:: SUPPLIED INFORMATION ::
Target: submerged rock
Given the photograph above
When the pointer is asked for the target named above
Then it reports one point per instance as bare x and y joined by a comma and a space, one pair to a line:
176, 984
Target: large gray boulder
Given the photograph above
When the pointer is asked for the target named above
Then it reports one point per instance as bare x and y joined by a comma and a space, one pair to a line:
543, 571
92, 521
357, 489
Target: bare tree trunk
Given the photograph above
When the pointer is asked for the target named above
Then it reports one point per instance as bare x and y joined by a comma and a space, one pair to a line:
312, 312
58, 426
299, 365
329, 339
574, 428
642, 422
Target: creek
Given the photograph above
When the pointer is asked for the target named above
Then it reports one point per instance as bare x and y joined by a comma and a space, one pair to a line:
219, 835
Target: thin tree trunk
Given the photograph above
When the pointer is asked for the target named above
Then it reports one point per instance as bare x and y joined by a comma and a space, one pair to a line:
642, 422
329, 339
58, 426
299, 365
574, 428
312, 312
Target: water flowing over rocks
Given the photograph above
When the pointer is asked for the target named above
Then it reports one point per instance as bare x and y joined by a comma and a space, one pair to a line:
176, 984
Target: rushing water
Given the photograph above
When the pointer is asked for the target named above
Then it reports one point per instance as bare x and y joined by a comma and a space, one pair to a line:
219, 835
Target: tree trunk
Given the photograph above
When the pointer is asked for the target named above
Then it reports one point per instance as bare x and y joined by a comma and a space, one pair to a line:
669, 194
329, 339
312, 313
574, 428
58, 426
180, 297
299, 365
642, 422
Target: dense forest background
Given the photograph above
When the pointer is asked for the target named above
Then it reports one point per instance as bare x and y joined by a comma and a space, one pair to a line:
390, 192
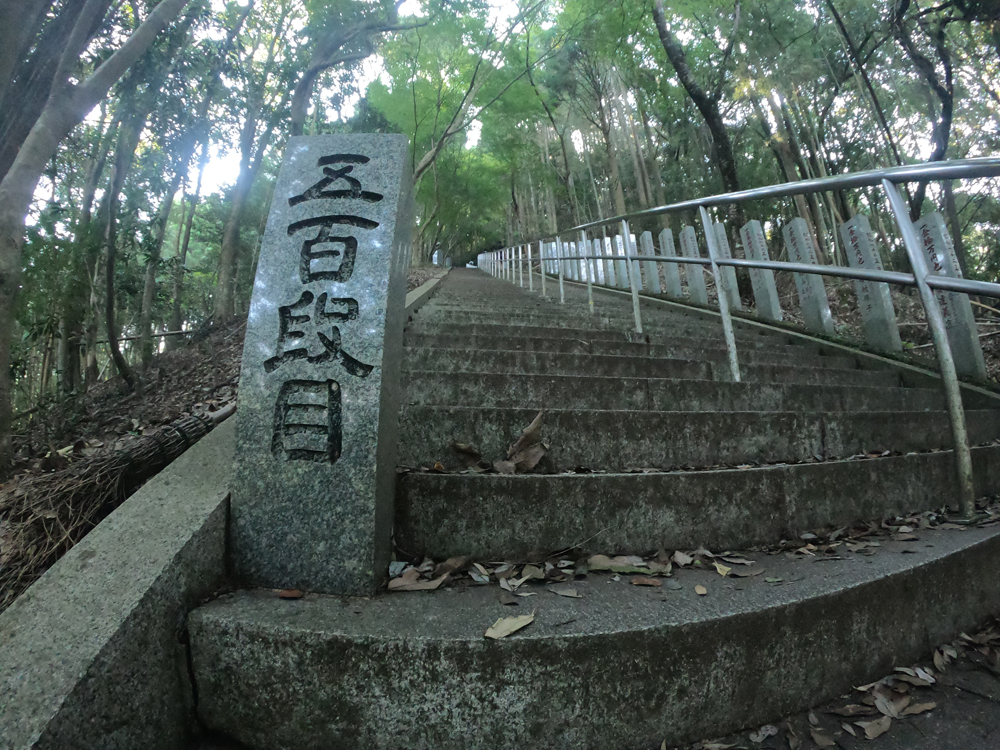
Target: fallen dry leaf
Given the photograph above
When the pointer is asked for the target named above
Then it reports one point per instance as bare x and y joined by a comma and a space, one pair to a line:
531, 572
753, 570
768, 730
504, 626
403, 583
527, 459
505, 467
644, 581
918, 708
853, 709
679, 558
821, 739
889, 702
451, 565
530, 435
875, 728
569, 593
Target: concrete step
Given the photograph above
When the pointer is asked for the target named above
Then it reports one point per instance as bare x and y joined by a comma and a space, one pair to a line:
709, 330
518, 363
622, 440
487, 389
623, 667
434, 327
715, 352
500, 516
662, 346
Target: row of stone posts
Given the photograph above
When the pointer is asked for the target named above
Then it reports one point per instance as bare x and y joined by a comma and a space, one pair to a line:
874, 301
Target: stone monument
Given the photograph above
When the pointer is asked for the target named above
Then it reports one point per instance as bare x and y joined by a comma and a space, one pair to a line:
670, 271
963, 336
813, 301
874, 300
313, 485
694, 273
765, 292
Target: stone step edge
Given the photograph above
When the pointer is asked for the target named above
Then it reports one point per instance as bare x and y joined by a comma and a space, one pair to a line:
457, 352
655, 664
630, 513
656, 381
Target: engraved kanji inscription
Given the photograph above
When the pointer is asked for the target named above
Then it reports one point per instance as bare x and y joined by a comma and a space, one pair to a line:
330, 254
307, 421
299, 332
342, 175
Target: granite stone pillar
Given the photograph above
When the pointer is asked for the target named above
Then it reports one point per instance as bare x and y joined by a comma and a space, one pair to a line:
728, 272
813, 301
671, 273
652, 272
874, 300
765, 292
621, 269
694, 273
963, 336
314, 479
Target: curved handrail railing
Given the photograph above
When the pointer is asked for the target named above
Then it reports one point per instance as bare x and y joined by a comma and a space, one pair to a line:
510, 262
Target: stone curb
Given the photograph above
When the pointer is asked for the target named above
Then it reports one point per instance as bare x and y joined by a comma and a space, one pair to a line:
623, 667
92, 656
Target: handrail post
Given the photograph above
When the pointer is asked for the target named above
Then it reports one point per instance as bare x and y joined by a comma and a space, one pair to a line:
939, 335
560, 263
541, 263
633, 282
585, 244
722, 292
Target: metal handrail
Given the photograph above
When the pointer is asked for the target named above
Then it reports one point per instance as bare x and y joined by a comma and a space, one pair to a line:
955, 169
501, 263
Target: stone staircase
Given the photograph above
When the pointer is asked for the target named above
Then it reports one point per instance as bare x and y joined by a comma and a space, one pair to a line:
649, 446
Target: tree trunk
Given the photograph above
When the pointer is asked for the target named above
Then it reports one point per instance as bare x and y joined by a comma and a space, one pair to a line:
176, 320
66, 106
708, 106
128, 141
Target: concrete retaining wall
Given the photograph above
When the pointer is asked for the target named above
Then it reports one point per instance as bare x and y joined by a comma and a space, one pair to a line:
94, 654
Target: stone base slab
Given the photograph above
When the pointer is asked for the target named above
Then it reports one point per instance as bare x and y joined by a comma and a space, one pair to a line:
624, 667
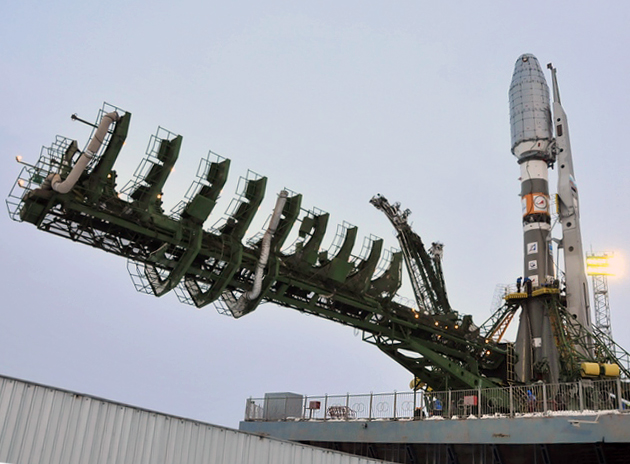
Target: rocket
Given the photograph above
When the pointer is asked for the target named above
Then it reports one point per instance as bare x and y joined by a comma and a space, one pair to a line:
537, 147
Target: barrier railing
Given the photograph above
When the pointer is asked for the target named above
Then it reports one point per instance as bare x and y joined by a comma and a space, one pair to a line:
537, 399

:: STATED EXERCISE ::
Change every occurrence of "pointer" to "locator" throughout all of the items above, and reproduce them otherwise unaltered. Omit the pictures from your answer.

:: RESULT ::
Target: submerged rock
Given the photograph above
When the locator is asked for the target named above
Then it reports one point per instance as bare x and y joined by a comma and a space, one pair to a line:
176, 984
Target: large gray boulder
Given the photograph above
When the locator is asked for the target named above
Then it reports one point per instance as bare x and y joined by a comma and a space, one pair to a line:
543, 571
92, 521
357, 489
Target: bare tree trunk
Given the photograph above
When the locator is asked for the target named above
Then it reports one point per instance as bare x and y joined by a comma and a space, one pair to a line:
312, 312
58, 426
299, 365
329, 339
574, 428
642, 422
Target: creek
Given the photograph above
When the locator is asked for the target named above
Then it reports one point per instance as bare x and y joined by a comma and a space, one pair to a line:
219, 835
Target: thin tree trunk
Given the photograph above
When the locator is asked for the target named above
Then it reports one point per instance as bare x and y joined by a comma and a space, one pair to a line:
642, 422
329, 339
58, 426
299, 365
574, 428
312, 312
Target: water flowing over rocks
Given the photograph above
When the locator is asked for the target named above
Then it reports one point per instance as bare x and y joined by a comma and a space, one pair to a line:
176, 984
Target: rushing water
Given the photograph above
When the locator is asked for the target named above
Then it reports one point per instance as bare x and y joined by a comma and a space, one pair to a line:
219, 835
Target: tree trunk
Given the photograph above
When the locator is asked for the target named above
Then it reports one point per instance as bare x and y joined by a comma and a space, one pair to a line:
669, 194
329, 339
312, 313
574, 428
58, 426
180, 297
299, 365
642, 422
Target: dense forest background
Given the photograph above
When the locator is asked for the target named above
Then it reports one point per instance as bare x and y joined by a comma and a space, one pair to a line:
390, 192
Target: fallen dry leaf
Given the photograph above
When the locator is asked for the target named above
Then it reports one point per instance as bare x and y joined by a comma and a space, one pair to a line:
531, 572
753, 570
768, 730
504, 626
403, 583
527, 459
505, 467
644, 581
918, 708
853, 709
679, 558
821, 739
889, 702
451, 565
530, 435
875, 728
569, 593
Target: concrete step
Given the photograph above
When the locator is asked for the target named above
Then it reports one point per instance as bare x and y joined by a comma and a space, one pair to a line:
709, 330
518, 363
622, 440
487, 389
623, 667
434, 327
715, 352
500, 516
662, 346
Target: row of stone posts
Given the photograph above
When the locator is asked for the target named above
Then it reports one point per instance as bare x and y joined by a comma and a space, one pair to a line:
874, 301
Target: stone monument
Given the photograph above
When the locator is asked for the target named above
Then it reports one point per instance as bare x and y joined by a comma and a space, one pair to a line:
670, 271
963, 336
813, 301
874, 300
313, 485
694, 273
765, 292
Target: stone step edge
Given the photograph above
When the locator is asked for the target named above
Then it reports one point per instance as bare x and y joined by a comma and a space, one pair to a line:
457, 352
655, 664
630, 513
656, 381
Target: engraved kanji inscription
Given the photograph above
When the locator is asked for the target named above
Then it reports one point per instance as bare x and y joined by a comma and a space, one pair to a line:
330, 254
307, 421
299, 332
342, 175
Target: granite stone pillar
Given the photograph above
When the locator is asked for the target named above
Then it reports one point per instance as bare x and y joined by a comma and a space, one pair to a line:
728, 272
813, 301
671, 273
652, 272
874, 300
765, 292
621, 269
694, 273
963, 336
314, 479
Target: curved handrail railing
Given the photograph above
When the locator is asked for the target named above
Then it reports one point per instance as bare x and y joined by a comma and a space, one pair to a line:
510, 262
Target: stone curb
Given the photograph above
When the locator is asked for the target named above
Then it reports one point per instance as bare x and y joined by a comma and a space, one pair to a line:
623, 667
92, 656
Target: handrail post
Given the photograph above
When the locator is asked for the target named above
Then it reports one point per instance as bare x and y joined by a comma and a space, one pair to a line:
939, 335
560, 263
541, 263
633, 282
585, 244
722, 292
Target: metal handrail
Given the photograph above
When the locator is asked for the target named above
Then it reports one point per instance as bare x and y joined by a comma and a space, one pair to a line:
955, 169
501, 263
Target: stone staircase
Given the photograph above
When the locator is asked for the target named above
Then it reports one point per instance as bare x and y joined by a comma and a space, one pair to a line:
649, 446
Target: tree trunk
Given the photograph above
When the locator is asked for the target named above
Then it reports one point per instance as bare x and y joined by a comma and a space, one pair to a line:
176, 320
66, 106
708, 106
128, 141
Target: concrete retaining wall
Given the photograph above
When the locator is asked for the target named above
Then it reports one point per instance as bare x and y joined by a comma and a space, one pair to a line:
94, 654
Target: stone base slab
Given the photograph above
When the locator is asked for the target named above
Then it reports one point per instance as bare x and y joined by a comma and a space, one pair to a line:
624, 667
Target: rocket
Given the photograph above
When the locator is asked for the target named above
Then it reports one point per instance as bare x and y joined by a comma and a space, one pair to a line:
537, 147
Target: barrier railing
Given the photograph above
When the locator is asked for the target named above
Then it reports one point per instance as bare x and y joined by a comma and a space, one pair to a line:
537, 399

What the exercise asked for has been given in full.